* Text to read
☆ ☆ ☆ ☆ ☆ ☆ ☆

Accusing them of creating it now is silly. Nor did Russia have a large air
base in Syria until last year. Nor did the Russians supply or use chemical
weapons. In fact, they earnestly tried to do the opposite - take Assad's chem
weapons away (though they obviously failed).

Correct, I misspoke earlier - the Russians did not create the refugee
situation - but they have certainly inflamed and weaponised it. In addition to
targeting civilian population centers with indiscriminate munitions, they have
also shut down legal asylum from Syria into Russia, claiming that Syria is
safe for its residents. Again, it does this so the refugees are forced to flow
eastward into turkey then Greece, despite Syria being a proxy state and Russia
owing some form of assistance. They've compounded these issues by spreading
disinformation in Europe, planting stories of fake rapes and murders by Syrian
refugees in European media, again to sow distrust and create political
instability. And I'm thoroughly unconvinced about the efforts of Russians to
find and confiscate chemical weapons - they only agreed to the deal in the
first place to mitigate the chance of Americans opening direct military
operations after the red line violation, and as you've alluded to, there have
been plenty of chemical weapon attacks since then.

And to fend of further misrepresentations of my words, I never said Russia's
goal is to kill civilians - again their goal is to destroy their homes and
communities, so that they are forced to become refugees. By closing its own
borders it's making sure other countries have to bare the burden of its
operations - this is what the NATO commander meant when he said Putin is
trying to use Syrian refugees to break NATO.

☆ ☆ ☆ ☆ ☆ ☆ ☆

* Contour annotation records
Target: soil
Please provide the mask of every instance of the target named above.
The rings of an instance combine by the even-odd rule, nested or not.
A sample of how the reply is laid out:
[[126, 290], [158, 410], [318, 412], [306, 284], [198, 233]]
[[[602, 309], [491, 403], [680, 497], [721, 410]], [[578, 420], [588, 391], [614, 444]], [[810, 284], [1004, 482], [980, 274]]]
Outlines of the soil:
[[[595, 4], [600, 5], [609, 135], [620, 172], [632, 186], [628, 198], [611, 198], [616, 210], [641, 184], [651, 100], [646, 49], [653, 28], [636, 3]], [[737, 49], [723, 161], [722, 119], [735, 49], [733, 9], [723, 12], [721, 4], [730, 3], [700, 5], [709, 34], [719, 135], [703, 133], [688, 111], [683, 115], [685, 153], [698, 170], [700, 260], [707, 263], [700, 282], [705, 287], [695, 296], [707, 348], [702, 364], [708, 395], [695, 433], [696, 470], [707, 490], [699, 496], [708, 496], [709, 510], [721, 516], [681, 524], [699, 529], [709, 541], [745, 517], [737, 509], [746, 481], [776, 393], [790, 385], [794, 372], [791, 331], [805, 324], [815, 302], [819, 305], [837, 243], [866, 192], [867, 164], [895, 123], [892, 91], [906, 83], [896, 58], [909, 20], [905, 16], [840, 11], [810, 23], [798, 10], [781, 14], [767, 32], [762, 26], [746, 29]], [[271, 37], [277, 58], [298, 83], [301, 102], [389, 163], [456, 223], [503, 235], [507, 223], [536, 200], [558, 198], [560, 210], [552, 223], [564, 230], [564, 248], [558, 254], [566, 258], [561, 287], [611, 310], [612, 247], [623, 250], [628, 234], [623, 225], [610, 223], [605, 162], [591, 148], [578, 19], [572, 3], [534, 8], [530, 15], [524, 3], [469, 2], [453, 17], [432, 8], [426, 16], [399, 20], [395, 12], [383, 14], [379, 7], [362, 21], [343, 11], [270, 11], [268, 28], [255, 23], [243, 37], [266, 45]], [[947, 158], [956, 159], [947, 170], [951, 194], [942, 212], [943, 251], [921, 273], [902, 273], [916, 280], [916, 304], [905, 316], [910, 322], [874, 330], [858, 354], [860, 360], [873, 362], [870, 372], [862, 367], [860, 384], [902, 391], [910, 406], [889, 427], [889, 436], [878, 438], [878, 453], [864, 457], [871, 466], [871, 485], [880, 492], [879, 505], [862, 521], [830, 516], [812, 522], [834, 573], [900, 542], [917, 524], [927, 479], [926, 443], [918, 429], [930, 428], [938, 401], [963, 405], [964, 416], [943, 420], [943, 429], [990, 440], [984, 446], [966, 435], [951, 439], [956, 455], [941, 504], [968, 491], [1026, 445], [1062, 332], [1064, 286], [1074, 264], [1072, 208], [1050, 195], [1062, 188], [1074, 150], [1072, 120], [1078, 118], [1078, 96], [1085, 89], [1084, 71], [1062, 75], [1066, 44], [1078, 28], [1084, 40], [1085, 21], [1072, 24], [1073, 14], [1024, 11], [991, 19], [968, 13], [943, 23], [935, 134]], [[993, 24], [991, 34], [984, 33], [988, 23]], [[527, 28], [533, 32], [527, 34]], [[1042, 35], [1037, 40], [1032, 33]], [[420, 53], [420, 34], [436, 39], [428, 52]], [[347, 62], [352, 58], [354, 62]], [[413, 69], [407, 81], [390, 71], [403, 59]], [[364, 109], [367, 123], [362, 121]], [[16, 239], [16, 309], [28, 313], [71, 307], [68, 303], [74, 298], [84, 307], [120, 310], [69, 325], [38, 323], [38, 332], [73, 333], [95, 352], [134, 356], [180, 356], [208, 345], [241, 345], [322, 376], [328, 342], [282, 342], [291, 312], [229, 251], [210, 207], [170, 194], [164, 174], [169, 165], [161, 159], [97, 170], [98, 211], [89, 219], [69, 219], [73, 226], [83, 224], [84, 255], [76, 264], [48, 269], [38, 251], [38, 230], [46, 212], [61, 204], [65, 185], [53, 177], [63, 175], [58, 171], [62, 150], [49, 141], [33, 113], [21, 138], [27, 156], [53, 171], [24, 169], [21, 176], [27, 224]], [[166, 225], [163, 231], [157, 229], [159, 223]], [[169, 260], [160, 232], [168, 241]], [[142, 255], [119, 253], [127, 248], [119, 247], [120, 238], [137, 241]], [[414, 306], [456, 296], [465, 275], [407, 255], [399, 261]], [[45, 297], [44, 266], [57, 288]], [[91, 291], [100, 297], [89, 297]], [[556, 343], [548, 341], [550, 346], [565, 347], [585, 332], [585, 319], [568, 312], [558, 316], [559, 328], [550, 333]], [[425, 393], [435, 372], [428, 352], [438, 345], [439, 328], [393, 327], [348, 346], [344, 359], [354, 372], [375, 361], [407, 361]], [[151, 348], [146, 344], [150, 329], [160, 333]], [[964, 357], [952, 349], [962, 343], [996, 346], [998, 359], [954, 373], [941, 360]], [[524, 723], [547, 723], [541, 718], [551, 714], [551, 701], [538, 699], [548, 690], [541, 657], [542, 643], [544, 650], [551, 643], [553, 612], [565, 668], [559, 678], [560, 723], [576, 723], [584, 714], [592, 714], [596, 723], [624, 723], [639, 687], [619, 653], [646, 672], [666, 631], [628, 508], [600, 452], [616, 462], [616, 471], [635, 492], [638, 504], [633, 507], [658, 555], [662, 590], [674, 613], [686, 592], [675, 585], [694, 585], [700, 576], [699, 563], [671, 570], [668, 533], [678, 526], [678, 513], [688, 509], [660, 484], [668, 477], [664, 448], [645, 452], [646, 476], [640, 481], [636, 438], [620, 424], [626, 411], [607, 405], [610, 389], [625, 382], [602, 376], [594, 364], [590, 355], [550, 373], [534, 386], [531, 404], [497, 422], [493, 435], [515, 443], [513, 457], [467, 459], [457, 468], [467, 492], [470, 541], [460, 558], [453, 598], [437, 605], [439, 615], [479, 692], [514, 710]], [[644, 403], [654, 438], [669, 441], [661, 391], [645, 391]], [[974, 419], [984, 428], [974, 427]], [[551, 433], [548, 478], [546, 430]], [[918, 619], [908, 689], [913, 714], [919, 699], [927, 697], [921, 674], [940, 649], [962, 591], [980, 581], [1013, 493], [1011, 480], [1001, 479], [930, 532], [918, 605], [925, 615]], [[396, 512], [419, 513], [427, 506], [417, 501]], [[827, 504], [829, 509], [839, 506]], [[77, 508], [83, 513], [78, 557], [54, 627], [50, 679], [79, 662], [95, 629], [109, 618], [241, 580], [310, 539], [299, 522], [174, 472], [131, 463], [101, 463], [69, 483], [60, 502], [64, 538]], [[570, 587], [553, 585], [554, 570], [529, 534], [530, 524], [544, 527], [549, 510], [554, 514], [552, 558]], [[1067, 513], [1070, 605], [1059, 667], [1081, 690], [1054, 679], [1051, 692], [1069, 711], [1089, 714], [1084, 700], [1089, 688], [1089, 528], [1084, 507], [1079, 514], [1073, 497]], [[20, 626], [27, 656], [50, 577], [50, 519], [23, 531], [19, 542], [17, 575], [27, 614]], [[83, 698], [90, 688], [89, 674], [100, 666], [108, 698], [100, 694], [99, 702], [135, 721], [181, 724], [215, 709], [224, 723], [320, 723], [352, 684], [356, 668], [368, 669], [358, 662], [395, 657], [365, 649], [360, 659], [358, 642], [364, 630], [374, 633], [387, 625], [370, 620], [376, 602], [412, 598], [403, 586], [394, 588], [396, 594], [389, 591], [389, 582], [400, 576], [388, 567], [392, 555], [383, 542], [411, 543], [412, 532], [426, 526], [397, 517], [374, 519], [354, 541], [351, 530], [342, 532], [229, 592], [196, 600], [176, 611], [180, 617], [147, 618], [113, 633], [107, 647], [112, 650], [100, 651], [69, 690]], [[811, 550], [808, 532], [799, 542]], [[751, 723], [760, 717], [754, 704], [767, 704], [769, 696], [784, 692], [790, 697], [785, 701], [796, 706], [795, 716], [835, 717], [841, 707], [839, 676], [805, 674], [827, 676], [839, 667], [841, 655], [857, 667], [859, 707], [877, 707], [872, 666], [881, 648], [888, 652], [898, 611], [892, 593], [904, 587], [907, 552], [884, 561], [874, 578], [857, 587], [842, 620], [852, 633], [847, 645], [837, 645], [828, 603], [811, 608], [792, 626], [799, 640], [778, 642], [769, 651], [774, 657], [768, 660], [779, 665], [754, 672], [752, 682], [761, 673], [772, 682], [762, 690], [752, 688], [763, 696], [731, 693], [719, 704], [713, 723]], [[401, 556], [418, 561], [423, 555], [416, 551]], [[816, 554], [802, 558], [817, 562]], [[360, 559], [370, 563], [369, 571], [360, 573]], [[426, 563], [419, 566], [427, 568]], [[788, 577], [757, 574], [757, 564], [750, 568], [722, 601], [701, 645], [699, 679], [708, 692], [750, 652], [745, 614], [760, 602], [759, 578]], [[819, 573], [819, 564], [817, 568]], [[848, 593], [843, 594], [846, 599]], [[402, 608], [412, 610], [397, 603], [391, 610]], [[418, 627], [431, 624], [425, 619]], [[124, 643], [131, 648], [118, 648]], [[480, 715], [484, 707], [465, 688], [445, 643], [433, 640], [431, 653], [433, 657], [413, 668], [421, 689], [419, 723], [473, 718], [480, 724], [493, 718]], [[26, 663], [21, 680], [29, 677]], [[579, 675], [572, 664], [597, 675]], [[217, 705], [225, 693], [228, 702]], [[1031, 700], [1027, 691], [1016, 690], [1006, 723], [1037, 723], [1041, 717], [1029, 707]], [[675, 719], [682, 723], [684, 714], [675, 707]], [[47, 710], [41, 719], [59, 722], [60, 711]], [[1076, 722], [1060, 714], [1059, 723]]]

☆ ☆ ☆ ☆ ☆ ☆ ☆

* Given instruction 1
Extract the passage of the forum post on Russia and Syrian refugees from "And to fend" up to and including "to break NATO.", word for word.
* Given instruction 2
Copy the records word for word, starting with their first line and ending with the line that contains "Outlines of the", including that line.
The text and the records are independent of each other.

* Worked answer 1
And to fend of further misrepresentations of my words, I never said Russia's
goal is to kill civilians - again their goal is to destroy their homes and
communities, so that they are forced to become refugees. By closing its own
borders it's making sure other countries have to bare the burden of its
operations - this is what the NATO commander meant when he said Putin is
trying to use Syrian refugees to break NATO.

* Worked answer 2
Target: soil
Please provide the mask of every instance of the target named above.
The rings of an instance combine by the even-odd rule, nested or not.
A sample of how the reply is laid out:
[[126, 290], [158, 410], [318, 412], [306, 284], [198, 233]]
[[[602, 309], [491, 403], [680, 497], [721, 410]], [[578, 420], [588, 391], [614, 444]], [[810, 284], [1004, 482], [980, 274]]]
Outlines of the soil:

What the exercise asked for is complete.